— TEXT EXCERPT —
>> Begin

There was McCawley’s and its blinds that hadn’t been cleaned in decades. One block over was Connie’s Corner where Chris the German bartender would always announce, “I know your family, Nolan,” cause we lived around the block and Chris served my parents, aunts, uncles and all. On the next was Val’s, used to be Casey’s, where my father went with my mom and his three sisters when he got off the subway after three and a half years in Africa and Europe fighting Hitler. One more over was Boops where young somewhat tough guys hung out. All on 10th Avenue.
On 9th Avenue, there was McNulty’s which was across the street from The Shamrock, which was down the block from O’Neill’s. Hilltop I don’t remember but Langtons was on the circle (Bartel Prichard Square) and you have to count McFaddens Legion Post since everyone belonged. There were others of course, Parkside, Franks Prospect Avenue, Devaney’s, Sullivan’s, Fitzgerald’s, Fogarty’s and many more. Rattigan's which Pete Hamill always mentions. Most were small, somewhat dark and worn, just a place to sit and have a beer, maybe a shot, talk about sports or politics or local stuff with friends, on the way home from work, on weekends, after Mass on Sunday.
And then there was Farrell’s. Gleaming brass, polished wood, clean plate glass windows, bright, crowded with men in ties, some wearing hats, smoking, drinking cold Bud from stem glasses or shots of whiskey in one gulp. The other saloons you could flash your brother’s draft card and for 15 cents they’d serve you a glass of beer. Not Farrell’s. They knew you, your family, your father, mother, grandparents. After all they were from here—Holy Name—played ball in the schoolyard, the park with your uncles, cousins. And if by chance Eddie Farrell, Hooley, Danny Mills and the other bartenders didn’t know you, one of your Dad’s friends would have one leg on the foot rail. So you waited till you were 18 and then summoned sufficient courage to go in and plunk down your money. You were a man.
Growing up with a bar on nearly every corner didn’t seem strange since we knew nothing else. Sure there were black neighborhoods and Italian and Jewish, but except for CYO basketball and baseball games, we didn’t go there. We stayed on the familiar streets where our parents were born, married and died. In those innocent days, we passed these bars on the way to school, to church, bouncing our basketballs or our Spaldeens, peering in to see the Yankee score. After all, we were Irish and drink was what we did—at wakes and weddings and every county ball.
Of course as teenagers we snuck beers and at 16 or 17 would go to the Parkside or Connie’s or some other dive with obvious phony proof and be served. But once we turned 18, were legit, it was Farrell’s. No one had the dough to go away to college so we attended Brooklyn or St. Johns or St. Francis and lived at home. Friday and Saturday evenings we’d meet in Farrell’s, have a few cold ones before heading to the Fillmore East, a frat party or the park to smoke dope.
In the late 60’s, early 70’s, Farrell’s was always crowded with iron workers, cops, Irish guys off the boat and the many young with hair creeping toward shoulders and political views inconceivable. Vietnam split the neighborhood with us college kids vehemently opposed and our parents and those who worked with their hands in support. It was Vietnam that drove all our families, who adored JFK, to Nixon in 68, turned those born and bred Democrats into conservative Republicans. “The Democrats are for the masses, the Republicans for the classes,” old Mr. Flynn would chant. I’m sure he went to his grave never voting Republican but between the filthy anti-war protestors and liberal elitist Mayor Lindsay, the whole neighborhood changed from working class Democrats to Nixon/Reagan Republicans. And never returned.

>> End

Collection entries

>> Begin

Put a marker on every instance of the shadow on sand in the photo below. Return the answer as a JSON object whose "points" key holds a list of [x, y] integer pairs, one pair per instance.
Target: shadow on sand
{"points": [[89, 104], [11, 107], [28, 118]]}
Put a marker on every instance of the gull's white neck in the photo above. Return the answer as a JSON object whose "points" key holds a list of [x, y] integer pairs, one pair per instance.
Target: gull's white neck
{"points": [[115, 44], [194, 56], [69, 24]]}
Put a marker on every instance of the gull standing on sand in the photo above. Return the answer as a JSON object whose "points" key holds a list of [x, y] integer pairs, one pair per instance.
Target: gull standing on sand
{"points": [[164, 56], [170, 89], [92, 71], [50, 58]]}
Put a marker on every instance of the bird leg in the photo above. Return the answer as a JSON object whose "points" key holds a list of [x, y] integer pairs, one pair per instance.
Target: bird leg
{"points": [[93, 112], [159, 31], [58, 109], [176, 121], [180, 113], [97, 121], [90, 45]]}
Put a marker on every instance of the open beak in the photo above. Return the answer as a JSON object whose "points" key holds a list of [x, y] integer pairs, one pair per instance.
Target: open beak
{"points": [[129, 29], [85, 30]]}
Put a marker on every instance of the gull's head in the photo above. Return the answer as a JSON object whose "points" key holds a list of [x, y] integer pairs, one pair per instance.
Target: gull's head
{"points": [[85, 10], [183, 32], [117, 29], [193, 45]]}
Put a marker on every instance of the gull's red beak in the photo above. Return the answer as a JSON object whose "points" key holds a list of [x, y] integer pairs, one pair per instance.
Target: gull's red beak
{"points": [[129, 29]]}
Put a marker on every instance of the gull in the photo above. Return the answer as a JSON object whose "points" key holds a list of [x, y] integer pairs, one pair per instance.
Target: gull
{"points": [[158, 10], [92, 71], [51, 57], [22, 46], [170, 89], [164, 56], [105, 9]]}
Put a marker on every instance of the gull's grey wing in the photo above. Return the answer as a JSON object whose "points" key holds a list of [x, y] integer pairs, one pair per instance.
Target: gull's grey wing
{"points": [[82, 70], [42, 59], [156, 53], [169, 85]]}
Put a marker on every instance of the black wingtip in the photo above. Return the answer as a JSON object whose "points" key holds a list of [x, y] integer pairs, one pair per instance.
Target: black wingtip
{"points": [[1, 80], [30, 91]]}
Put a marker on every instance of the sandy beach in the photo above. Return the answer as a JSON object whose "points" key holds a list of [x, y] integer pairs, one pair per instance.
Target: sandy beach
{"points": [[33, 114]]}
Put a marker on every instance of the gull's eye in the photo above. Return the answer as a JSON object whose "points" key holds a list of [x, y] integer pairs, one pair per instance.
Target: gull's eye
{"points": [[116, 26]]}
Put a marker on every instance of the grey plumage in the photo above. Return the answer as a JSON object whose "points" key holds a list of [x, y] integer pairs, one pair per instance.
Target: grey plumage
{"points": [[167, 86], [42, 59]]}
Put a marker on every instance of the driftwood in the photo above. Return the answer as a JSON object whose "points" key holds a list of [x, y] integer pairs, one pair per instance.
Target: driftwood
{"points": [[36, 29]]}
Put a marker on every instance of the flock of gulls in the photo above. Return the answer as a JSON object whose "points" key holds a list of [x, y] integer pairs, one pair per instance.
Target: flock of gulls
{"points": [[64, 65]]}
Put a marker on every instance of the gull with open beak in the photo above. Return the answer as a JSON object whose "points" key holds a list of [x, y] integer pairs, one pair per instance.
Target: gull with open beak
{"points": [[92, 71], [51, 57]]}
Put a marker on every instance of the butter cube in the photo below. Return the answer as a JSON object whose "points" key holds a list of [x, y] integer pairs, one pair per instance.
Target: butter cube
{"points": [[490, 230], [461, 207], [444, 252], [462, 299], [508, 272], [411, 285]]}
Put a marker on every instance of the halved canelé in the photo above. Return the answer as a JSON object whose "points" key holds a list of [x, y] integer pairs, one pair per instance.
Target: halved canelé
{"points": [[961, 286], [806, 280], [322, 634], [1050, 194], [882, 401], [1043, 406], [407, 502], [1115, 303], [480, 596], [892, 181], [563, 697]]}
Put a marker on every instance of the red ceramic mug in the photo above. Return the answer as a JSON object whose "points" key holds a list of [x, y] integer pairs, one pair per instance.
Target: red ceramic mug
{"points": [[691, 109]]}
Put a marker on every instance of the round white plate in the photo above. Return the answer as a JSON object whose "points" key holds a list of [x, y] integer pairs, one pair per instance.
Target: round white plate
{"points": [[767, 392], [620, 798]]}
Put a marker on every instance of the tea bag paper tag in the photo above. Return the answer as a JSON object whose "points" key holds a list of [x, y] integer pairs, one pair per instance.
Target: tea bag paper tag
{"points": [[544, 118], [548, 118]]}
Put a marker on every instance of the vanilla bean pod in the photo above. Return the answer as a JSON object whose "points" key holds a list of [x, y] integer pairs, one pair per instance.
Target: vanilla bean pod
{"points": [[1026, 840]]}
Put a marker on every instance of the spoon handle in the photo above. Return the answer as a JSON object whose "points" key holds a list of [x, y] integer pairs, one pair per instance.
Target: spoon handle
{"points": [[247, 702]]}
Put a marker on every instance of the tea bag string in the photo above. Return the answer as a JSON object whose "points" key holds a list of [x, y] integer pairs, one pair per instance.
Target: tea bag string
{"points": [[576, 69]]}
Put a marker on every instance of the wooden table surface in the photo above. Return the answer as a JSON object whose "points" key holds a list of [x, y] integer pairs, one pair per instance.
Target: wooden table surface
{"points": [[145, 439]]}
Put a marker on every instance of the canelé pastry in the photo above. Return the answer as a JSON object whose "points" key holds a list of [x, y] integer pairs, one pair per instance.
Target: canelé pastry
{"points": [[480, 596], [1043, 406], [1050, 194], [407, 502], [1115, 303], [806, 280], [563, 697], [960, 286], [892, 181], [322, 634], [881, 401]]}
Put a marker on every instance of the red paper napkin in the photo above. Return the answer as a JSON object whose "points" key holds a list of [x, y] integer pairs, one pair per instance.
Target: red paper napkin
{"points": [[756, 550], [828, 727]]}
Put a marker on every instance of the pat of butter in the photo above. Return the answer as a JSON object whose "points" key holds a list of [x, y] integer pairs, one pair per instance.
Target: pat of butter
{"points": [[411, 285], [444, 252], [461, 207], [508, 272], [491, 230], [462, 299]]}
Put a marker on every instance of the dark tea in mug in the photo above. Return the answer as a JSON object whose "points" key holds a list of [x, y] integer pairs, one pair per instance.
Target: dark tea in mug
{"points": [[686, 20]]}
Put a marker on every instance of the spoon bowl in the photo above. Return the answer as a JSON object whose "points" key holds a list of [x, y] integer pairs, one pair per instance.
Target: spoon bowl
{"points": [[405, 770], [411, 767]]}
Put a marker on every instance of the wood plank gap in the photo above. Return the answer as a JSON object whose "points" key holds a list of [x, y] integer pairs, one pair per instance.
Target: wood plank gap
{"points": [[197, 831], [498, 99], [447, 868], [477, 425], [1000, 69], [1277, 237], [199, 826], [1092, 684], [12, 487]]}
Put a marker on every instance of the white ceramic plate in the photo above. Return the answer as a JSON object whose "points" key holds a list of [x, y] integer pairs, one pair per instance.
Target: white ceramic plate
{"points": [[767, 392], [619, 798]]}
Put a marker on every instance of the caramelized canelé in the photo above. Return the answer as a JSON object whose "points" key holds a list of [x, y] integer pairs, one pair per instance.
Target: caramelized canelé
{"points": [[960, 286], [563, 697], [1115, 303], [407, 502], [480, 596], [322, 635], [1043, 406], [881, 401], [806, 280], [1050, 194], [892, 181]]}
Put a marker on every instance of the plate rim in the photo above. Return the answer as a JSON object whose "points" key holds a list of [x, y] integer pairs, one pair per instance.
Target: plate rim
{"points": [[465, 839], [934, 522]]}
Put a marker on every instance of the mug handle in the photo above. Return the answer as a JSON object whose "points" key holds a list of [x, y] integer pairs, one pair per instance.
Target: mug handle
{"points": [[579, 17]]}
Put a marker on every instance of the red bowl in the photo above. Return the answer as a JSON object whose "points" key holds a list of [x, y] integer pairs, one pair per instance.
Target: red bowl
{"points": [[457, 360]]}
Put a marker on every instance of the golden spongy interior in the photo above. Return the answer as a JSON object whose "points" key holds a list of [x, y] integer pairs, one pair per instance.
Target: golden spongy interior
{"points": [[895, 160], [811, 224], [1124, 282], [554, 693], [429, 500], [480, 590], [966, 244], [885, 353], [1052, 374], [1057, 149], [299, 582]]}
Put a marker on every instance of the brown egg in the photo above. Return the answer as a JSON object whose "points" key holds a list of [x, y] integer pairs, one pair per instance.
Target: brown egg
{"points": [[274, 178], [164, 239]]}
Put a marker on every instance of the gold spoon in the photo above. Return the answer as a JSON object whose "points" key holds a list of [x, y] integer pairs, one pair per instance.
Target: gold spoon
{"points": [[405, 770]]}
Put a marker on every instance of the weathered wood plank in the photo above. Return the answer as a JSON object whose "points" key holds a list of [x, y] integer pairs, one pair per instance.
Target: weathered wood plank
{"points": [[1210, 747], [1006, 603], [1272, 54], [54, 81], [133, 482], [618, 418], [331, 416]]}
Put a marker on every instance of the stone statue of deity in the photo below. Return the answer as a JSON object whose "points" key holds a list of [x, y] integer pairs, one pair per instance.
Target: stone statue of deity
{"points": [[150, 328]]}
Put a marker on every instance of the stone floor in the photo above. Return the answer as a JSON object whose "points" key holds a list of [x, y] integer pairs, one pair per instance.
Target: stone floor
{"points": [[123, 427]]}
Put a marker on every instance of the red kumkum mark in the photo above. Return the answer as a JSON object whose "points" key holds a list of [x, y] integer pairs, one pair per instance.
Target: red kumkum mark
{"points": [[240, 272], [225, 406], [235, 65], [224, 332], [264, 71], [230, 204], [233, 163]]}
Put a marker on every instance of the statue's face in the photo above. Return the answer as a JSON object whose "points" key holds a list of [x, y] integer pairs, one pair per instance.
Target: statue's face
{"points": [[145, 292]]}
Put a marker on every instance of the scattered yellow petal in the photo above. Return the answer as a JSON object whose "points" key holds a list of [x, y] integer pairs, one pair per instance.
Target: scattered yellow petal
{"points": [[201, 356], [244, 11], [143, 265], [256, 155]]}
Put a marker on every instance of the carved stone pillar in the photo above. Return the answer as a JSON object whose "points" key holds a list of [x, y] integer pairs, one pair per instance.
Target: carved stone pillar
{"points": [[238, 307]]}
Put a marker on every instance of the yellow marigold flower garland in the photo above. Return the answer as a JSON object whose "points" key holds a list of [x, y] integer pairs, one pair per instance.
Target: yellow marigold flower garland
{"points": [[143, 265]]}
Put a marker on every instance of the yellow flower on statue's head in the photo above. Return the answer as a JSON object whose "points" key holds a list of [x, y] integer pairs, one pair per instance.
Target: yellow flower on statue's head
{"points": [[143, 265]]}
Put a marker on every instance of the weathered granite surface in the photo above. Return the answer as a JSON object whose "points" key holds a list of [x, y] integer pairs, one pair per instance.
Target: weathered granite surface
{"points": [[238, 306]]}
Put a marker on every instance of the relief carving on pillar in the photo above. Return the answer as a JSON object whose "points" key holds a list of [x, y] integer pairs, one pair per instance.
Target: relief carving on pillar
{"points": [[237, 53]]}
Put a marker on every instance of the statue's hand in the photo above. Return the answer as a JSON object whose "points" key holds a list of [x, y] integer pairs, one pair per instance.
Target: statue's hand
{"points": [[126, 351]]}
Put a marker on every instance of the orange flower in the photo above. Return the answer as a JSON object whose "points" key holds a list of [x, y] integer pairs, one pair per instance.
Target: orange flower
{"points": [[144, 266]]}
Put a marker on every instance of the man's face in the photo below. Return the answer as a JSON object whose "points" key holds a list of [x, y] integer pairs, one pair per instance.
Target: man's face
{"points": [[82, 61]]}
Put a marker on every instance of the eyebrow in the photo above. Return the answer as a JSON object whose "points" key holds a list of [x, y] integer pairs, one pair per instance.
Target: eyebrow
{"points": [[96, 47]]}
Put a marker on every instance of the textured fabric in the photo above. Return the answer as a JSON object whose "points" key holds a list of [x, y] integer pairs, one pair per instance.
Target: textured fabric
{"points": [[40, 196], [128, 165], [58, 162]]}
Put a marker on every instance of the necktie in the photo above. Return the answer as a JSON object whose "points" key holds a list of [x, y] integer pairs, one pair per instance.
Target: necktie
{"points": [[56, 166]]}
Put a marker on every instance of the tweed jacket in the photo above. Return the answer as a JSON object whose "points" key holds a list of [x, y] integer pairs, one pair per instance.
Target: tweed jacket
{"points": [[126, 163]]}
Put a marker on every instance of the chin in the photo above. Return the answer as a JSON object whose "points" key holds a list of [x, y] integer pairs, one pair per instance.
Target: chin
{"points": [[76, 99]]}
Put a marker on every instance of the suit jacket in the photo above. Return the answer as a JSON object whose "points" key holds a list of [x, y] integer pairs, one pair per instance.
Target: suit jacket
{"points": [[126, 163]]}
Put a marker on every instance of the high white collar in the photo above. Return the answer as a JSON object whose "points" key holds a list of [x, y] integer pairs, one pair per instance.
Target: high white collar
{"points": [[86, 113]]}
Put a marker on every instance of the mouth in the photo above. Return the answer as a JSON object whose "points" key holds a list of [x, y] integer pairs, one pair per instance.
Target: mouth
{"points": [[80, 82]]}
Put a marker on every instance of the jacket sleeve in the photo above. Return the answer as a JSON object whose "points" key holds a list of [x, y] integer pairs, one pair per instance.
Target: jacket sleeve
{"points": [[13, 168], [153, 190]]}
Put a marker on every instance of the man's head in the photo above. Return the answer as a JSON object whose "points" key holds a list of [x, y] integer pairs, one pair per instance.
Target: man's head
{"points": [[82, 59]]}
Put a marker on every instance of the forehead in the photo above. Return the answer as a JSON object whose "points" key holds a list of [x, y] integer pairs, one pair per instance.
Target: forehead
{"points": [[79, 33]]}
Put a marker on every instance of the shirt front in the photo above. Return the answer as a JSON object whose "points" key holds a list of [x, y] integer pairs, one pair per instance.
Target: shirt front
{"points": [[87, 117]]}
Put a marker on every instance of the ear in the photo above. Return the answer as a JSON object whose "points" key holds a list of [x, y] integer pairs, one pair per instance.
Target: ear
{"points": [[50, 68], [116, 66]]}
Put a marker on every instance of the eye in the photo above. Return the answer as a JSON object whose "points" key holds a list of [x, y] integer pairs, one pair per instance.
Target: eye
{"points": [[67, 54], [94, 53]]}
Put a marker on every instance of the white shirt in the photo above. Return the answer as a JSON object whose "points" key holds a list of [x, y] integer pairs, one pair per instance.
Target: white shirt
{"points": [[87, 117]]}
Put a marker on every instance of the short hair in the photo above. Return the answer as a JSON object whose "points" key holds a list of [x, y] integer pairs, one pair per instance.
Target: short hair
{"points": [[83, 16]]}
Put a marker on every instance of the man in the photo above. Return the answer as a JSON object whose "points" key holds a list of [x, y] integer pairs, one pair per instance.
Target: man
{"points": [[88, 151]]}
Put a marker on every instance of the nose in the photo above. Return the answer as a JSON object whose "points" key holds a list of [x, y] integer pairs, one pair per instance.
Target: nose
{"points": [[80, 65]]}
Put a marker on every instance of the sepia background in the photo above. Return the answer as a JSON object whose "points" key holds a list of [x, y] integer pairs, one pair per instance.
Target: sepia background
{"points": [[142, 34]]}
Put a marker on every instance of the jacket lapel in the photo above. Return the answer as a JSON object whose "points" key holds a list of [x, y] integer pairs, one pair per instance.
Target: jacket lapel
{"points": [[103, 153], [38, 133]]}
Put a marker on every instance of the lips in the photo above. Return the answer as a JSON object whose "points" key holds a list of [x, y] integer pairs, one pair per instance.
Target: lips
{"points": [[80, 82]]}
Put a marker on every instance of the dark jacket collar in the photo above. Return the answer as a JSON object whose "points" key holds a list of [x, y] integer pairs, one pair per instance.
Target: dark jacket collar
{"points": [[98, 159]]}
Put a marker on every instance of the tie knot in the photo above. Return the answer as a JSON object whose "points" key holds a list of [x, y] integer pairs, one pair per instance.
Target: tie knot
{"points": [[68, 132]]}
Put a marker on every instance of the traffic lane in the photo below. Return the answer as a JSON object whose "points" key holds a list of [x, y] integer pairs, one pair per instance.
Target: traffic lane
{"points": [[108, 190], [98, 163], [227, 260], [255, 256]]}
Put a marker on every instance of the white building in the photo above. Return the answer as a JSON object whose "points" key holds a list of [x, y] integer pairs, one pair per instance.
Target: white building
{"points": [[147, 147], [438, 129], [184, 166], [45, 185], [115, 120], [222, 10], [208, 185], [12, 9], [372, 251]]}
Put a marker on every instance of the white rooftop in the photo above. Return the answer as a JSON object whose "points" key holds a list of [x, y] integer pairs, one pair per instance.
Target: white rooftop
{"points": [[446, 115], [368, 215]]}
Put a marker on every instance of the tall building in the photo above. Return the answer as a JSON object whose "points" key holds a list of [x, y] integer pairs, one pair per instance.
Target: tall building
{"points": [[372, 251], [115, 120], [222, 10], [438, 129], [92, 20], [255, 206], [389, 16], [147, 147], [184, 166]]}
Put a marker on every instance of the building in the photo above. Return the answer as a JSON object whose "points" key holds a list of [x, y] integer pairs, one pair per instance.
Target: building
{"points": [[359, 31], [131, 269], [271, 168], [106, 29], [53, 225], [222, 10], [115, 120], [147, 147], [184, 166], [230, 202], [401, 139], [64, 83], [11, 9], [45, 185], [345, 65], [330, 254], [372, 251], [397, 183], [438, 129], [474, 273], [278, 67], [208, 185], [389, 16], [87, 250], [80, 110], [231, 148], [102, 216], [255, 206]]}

>> End

— TASK INSTRUCTIONS —
**A)** Rewrite the collection entries from their first line through the line containing "Target: shadow on sand" as a numbered list, omitting any blank lines.
**B)** Extend the reminiscence about the neighborhood bars, starting after its last sentence.
The reminiscence about the neighborhood bars and the collection entries have no connection to each other.

— THE ANSWERS —
**A)**
1. Put a marker on every instance of the shadow on sand in the photo below. Return the answer as a JSON object whose "points" key holds a list of [x, y] integer pairs, one pair per instance.
2. Target: shadow on sand

**B)**
“I went to college,” sneered the burly construction worker. “Red Hook.” The blue collar guys despised us. We had it all—education, a few bucks, wheels, unlimited potential and we were burning the flag, cursing the President, hating America. We’d walk into Farrell’s wearing our End the War buttons and guys our age but working full-time would chant, “Four More Years,” in honor of Nixon. Soon the whole bar would join in clapping and yelling “Four More Years” and Hooley would stop, a slight smile on his face, chuckling. It was Farrell’s where we mixed, the scruffy college kids and the veterans, the union guys, those who spent years abroad fighting for freedom. “I don’t get it,” said Richie Van Pelt who walked with a limp courtesy of the Viet Cong. “I lost a lot of good friends over there.”
You shouted, cursed but never fought. And as our hair got longer, our jeans rattier, we were met with bewilderment and disgust but still got kickbacks every 4th beer. We were stupid or nuts or brainwashed by those Commie professors, but we were neighborhood and essentially family. And when anti-war reformers like Joe Ferris ran for the Assembly, he was supported by most around the bar. Sure they disagreed on the issues, but he was a stand-up guy, one of them and that’s all that mattered.
The bar was clean, the beer cold and when you walked through the doors, you knew nearly everyone. They’d get red in the face at our peace symbols, but then ask about your father or aunt or grandmother who they saw at church on Sunday. Men at the bar, women in the back only. When Joe Hajjar’s Texas girlfriend innocently approached the bar, men booed. Legend has it that Shirley Maclaine, Pete Hamill’s date, was the first woman served at the bar. Years later my mother was passing and my friends jokingly dragged her in the back, C’mon Mrs. Nolan have a beer. She said this was the first time in her 60 odd years that she was ever in Farrell’s despite living all her life within 4 blocks.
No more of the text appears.